How Can Organizations Leverage Their Data to Use It with ChatGPT?

Updated Jul 11, 2024 • 14 min read

ChatGPT possesses a remarkable ability to create text utilizing the knowledge from its training dataset. However, since it was trained on publicly available information only, it may not be able to provide valuable responses when asked about private matters, such as those related to your organization.

Organizations generate an enormous amount of data that can be leveraged to make informed decisions. However, handling this data can be challenging, and organizations need to find efficient ways to extract insights from it. One such way is by utilizing artificial intelligence (AI) models like ChatGPT. However, to use ChatGPT effectively, organizations need to find ways to inject their data into the model, which can be done using techniques such as fine-tuning and embeddings.

• **Extracted information**:

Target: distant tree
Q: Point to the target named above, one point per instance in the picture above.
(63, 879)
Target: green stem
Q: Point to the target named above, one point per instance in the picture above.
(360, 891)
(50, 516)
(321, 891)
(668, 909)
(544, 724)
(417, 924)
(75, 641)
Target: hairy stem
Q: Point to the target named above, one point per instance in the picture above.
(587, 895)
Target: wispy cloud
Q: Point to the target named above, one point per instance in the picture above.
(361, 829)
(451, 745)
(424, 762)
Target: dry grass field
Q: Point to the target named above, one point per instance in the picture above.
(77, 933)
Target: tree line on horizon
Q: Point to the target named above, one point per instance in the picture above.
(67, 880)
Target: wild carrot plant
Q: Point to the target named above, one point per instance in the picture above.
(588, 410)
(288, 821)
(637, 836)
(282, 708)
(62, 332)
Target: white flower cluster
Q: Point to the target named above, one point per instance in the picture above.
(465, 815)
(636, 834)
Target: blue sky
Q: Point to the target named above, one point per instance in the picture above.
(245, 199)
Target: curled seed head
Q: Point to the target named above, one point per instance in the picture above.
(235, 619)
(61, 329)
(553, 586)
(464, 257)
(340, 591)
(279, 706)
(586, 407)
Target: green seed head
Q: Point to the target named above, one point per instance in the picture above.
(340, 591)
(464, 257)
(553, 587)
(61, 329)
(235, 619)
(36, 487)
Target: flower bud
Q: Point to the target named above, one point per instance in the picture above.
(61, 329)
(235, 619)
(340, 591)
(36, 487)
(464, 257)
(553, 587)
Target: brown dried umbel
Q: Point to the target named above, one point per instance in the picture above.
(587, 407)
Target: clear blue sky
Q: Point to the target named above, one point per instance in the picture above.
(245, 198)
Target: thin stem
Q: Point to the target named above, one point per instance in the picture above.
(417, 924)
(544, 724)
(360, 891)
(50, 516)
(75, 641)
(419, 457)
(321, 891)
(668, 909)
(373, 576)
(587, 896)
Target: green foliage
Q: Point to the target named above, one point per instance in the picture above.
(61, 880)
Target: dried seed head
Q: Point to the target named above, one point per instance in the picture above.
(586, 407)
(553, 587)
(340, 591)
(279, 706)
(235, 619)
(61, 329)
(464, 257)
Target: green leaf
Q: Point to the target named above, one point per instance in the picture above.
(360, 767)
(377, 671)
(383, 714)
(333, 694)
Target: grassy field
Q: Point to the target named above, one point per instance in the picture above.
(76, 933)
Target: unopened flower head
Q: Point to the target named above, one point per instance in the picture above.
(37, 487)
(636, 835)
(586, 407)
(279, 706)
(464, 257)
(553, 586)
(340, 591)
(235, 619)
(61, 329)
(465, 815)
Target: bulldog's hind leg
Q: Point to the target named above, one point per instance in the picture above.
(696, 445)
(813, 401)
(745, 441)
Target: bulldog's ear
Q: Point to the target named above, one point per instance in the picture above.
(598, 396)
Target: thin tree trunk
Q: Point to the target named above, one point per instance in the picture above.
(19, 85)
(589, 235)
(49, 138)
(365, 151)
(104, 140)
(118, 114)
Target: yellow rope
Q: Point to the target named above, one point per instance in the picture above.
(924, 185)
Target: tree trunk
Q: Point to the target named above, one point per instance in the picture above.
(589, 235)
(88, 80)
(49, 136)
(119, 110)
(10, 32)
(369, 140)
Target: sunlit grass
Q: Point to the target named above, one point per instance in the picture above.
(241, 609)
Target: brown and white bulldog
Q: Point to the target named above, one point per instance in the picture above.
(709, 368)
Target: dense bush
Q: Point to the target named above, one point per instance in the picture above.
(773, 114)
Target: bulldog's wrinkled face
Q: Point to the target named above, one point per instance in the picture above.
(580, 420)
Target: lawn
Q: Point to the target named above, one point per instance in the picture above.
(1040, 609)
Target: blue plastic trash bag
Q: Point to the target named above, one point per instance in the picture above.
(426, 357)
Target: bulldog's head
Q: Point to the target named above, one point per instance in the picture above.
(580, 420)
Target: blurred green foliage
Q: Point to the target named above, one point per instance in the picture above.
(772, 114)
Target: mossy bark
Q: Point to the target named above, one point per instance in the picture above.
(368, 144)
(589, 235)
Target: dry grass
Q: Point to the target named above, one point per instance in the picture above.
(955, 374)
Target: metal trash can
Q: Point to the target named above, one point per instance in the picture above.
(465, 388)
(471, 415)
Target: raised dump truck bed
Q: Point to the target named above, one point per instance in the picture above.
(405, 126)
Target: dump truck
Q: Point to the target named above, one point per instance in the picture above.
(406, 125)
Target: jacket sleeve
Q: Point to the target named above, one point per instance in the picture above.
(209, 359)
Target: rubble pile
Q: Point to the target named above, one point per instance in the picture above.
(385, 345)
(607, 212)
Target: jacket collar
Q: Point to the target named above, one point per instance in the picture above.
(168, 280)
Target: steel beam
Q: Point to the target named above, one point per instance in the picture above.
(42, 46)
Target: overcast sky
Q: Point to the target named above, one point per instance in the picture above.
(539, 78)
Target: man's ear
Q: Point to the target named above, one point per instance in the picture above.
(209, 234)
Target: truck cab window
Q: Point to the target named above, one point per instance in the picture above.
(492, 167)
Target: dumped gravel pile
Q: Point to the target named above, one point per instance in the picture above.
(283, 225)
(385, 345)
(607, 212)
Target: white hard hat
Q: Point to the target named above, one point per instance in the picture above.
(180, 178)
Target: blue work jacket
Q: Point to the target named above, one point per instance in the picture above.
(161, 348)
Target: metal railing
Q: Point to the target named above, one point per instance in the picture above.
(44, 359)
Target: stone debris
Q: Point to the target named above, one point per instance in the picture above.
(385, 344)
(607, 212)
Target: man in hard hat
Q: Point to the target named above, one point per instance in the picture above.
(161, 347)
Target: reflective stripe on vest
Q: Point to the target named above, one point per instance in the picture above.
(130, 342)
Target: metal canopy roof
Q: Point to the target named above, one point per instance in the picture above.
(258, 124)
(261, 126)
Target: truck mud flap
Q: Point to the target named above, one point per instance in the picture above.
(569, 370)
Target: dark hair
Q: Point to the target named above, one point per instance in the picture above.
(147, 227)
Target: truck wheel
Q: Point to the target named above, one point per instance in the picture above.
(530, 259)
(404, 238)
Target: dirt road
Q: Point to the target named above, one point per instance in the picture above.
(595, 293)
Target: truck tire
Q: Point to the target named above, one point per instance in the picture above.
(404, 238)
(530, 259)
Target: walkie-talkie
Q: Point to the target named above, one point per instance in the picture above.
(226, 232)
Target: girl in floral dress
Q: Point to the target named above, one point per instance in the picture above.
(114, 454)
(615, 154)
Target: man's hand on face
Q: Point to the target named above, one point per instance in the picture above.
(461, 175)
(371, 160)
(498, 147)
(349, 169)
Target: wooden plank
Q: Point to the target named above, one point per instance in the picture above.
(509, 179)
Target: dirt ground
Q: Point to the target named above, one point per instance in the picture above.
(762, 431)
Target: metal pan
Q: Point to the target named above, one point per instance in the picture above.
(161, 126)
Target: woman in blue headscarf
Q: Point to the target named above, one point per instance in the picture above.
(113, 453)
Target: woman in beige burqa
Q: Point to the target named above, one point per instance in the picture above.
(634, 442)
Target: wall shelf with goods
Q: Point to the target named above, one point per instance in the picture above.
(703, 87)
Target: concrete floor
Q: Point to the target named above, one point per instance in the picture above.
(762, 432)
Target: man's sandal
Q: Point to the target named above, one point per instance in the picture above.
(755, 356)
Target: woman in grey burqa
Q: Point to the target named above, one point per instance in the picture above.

• **What the task requires**:
Pick up the article about getting ChatGPT to work with an organization's own data right after its last sentence, and keep writing it.

• **Response area**:
ChatGPT is an LLM (large language model) designed to generate text using probability to determine the next word in a sentence. In order to utilize organizational data, various methods such as fine-tuning the model or embeddings can be applied to inject information into the model with the latter approach being a more interesting solution.

The power of embedding

Embedding is all about the mathematical representation of text. More precisely, using a vector (the same as you learned about in math lessons). Similar words will be closer together (they have numerical representations) if we look at them together on a graph. See a visualization to get a better overview:

Source: tensorflow

The picture displays a graphical representation of words in which certain groups of them are distinguishable, such as the word "drummer" being linked to music-related subjects. Additionally, there is a group of names located at the bottom and a collection of professions depicted on the left-hand side. This showcases the effectiveness of embeddings. We can leverage this tool at present.

We can put organizational knowledge in embeddings through writing all the words and sentences into vectors. Let's take our mobile app development offering. As you can see, there is a wealth of information available on our mobile application development process. We can convert it into a mathematical representation, and also convert our query.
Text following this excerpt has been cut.